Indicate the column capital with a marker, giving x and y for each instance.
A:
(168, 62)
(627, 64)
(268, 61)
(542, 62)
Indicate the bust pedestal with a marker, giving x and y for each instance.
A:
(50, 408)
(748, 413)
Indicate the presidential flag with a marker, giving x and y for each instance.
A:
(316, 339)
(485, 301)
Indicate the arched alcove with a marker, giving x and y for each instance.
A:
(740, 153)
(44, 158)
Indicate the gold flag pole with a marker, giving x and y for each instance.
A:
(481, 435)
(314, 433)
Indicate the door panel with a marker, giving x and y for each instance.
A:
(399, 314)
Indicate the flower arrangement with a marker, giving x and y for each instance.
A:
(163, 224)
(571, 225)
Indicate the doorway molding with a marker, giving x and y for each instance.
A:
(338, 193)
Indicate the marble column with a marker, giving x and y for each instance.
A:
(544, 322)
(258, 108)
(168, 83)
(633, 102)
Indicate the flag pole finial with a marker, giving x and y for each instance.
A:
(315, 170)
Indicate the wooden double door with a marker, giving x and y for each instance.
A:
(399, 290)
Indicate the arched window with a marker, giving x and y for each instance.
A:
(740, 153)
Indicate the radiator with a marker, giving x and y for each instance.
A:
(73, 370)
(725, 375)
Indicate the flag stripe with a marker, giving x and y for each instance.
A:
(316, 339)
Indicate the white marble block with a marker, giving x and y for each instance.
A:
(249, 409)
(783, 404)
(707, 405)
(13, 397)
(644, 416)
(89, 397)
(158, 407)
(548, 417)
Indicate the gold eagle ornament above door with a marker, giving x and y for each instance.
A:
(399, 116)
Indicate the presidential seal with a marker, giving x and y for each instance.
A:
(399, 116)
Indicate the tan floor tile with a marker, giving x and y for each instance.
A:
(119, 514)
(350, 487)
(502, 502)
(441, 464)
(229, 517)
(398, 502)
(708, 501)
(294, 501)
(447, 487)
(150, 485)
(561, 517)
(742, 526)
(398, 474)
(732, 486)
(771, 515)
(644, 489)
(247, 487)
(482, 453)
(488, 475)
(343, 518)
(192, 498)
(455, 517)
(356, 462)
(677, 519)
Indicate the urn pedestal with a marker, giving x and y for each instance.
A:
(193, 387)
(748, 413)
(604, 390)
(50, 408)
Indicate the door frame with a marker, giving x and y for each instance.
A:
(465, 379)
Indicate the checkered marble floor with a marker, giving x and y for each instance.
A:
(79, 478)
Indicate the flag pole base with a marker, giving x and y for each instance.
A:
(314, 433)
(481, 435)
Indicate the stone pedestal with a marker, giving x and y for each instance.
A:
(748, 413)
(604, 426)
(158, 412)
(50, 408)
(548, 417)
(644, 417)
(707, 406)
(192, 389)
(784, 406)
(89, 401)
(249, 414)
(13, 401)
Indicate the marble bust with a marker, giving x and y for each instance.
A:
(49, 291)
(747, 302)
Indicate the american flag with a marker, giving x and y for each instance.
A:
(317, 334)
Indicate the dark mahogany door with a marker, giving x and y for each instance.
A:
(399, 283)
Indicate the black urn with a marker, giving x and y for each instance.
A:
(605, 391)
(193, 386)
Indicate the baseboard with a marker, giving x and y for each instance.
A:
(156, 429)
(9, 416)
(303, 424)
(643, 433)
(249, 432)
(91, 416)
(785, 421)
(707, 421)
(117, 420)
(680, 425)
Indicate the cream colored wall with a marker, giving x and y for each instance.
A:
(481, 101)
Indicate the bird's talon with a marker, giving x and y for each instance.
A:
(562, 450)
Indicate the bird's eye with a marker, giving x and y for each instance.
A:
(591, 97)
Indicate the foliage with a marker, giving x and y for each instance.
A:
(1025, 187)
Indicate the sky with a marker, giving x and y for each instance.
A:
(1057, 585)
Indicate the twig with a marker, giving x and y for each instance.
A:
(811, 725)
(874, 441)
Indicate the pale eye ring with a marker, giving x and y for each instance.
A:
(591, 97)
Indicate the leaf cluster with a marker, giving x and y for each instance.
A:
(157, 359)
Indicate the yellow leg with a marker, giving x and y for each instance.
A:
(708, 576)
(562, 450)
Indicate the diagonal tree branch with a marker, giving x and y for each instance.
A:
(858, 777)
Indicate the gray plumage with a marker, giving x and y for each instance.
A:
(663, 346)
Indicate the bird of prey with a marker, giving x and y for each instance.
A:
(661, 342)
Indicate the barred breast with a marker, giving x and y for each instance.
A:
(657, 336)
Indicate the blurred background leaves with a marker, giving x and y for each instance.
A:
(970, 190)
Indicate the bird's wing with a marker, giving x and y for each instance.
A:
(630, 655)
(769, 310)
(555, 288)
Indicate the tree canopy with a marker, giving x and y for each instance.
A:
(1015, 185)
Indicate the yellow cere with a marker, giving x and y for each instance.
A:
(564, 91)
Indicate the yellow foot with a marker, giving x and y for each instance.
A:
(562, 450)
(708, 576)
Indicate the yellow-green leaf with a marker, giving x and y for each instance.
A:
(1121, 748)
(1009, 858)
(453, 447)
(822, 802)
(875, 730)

..............................

What you have to do
Write the material out exactly, with nothing left out.

Full solution
Indicate the column capital with a marker, giving x and y for each instance.
A:
(168, 62)
(627, 64)
(268, 61)
(542, 62)
Indicate the bust pedestal with a marker, giving x and y for each instance.
A:
(50, 408)
(748, 413)
Indicate the presidential flag with a marker, giving x and y for each instance.
A:
(316, 339)
(485, 301)
Indicate the arched alcove with a marker, giving x and y for each instance.
A:
(740, 153)
(44, 158)
Indicate the gold flag pole with a marker, giving x and y for each instance.
A:
(481, 435)
(314, 433)
Indicate the door panel with a marker, giving x and y for each instance.
A:
(399, 314)
Indicate the flower arrangement with a marker, giving x and y for each instance.
A:
(163, 224)
(571, 225)
Indicate the doorway molding with a marker, giving x and y for each instance.
A:
(338, 193)
Indicate the marble column with a marker, giving x and y for each instance.
A:
(544, 322)
(258, 108)
(168, 83)
(633, 102)
Indicate the flag pole finial with a marker, giving x and y for each instance.
A:
(315, 170)
Indicate the wooden double door with a marker, giving x and y for each instance.
A:
(399, 290)
Indicate the arched window with a marker, giving x and y for each instance.
A:
(740, 153)
Indicate the radiator with a marker, giving x and y for each instance.
A:
(73, 370)
(725, 375)
Indicate the flag stripe with a marker, giving x and y for each instance.
A:
(316, 339)
Indicate the white marble block with a marker, giving x and y for each instance.
A:
(249, 409)
(783, 404)
(707, 405)
(13, 397)
(644, 416)
(89, 397)
(158, 407)
(548, 417)
Indicate the gold eagle ornament above door with a marker, giving x and y for each instance.
A:
(399, 116)
Indicate the presidential seal with a marker, giving x and y for each instance.
A:
(399, 116)
Indicate the tan floor tile with a marker, giving x and y for each instance.
A:
(119, 514)
(350, 487)
(502, 502)
(441, 464)
(229, 517)
(398, 502)
(708, 501)
(294, 501)
(447, 487)
(150, 485)
(561, 517)
(742, 526)
(398, 474)
(732, 486)
(771, 515)
(644, 489)
(247, 487)
(482, 453)
(488, 475)
(343, 518)
(192, 498)
(455, 517)
(356, 462)
(677, 519)
Indicate the urn pedestal with a marker, giving x and y for each instance.
A:
(193, 387)
(748, 413)
(604, 390)
(50, 408)
Indicate the door frame with a marker, giving x and y for each instance.
A:
(465, 379)
Indicate the checkered marble floor with a marker, giving x and y for each instance.
A:
(79, 478)
Indicate the flag pole base with a marker, giving x and y for each instance.
A:
(314, 433)
(481, 435)
Indicate the stone pedestal with a marker, giving x and y for each instance.
A:
(748, 413)
(604, 426)
(158, 412)
(50, 408)
(548, 417)
(644, 417)
(707, 406)
(192, 389)
(784, 406)
(89, 401)
(249, 414)
(13, 401)
Indicate the marble bust with a marker, giving x and y for each instance.
A:
(49, 291)
(747, 302)
Indicate the american flag with a marker, giving x and y for each instance.
A:
(317, 334)
Indicate the dark mahogany door with a marker, giving x and y for each instance.
A:
(399, 283)
Indicate the black urn with a marker, giving x and y for each instance.
A:
(605, 391)
(193, 386)
Indicate the baseboard with a marker, giving x and y for each instance.
A:
(156, 429)
(9, 416)
(303, 424)
(643, 433)
(249, 432)
(91, 416)
(785, 421)
(707, 421)
(117, 420)
(680, 425)
Indicate the cream colored wall with a marker, giving x and y for each instance.
A:
(481, 101)
Indicate the bird's talon with a marker, giving x and y for each instance.
A:
(562, 450)
Indicate the bird's eye with a marker, giving x and y for each instance.
A:
(591, 97)
Indicate the foliage with a marker, giving x and y for each instance.
A:
(1025, 187)
Indicate the sky with a marker, giving x and y for each instance.
A:
(1057, 585)
Indicate the twig with a marker, giving x and y for each instance.
A:
(811, 725)
(874, 441)
Indicate the pale eye ring with a marker, giving x and y for each instance.
A:
(591, 97)
Indicate the leaf cluster with a marker, giving x and y for each instance.
A:
(157, 359)
Indicate the yellow leg with a marker, giving x and y for each instance.
A:
(708, 576)
(562, 450)
Indicate the diagonal tree branch with a marker, giving x and y for each instance.
A:
(858, 777)
Indicate the gray plumage with a marker, giving x and y for each instance.
A:
(663, 346)
Indicate the bird of prey with a marker, giving x and y for each instance.
A:
(661, 342)
Indicate the barred breast with a marker, giving x and y for each instance.
A:
(657, 336)
Indicate the blurred background leaves with a marker, giving x and y for each instance.
A:
(970, 190)
Indicate the bird's wing with a marker, giving x and y for each instance.
A:
(630, 655)
(769, 310)
(555, 288)
Indicate the tree canopy with a marker, giving x and y for each instance.
A:
(1015, 185)
Indicate the yellow cere with a marker, giving x and y for each instance.
A:
(564, 91)
Indicate the yellow foot with a marker, giving x and y for each instance.
A:
(562, 450)
(708, 576)
Indicate the yellow-green leaf with a marker, giving x and y for each instance.
A:
(1121, 748)
(1009, 858)
(453, 447)
(822, 802)
(875, 730)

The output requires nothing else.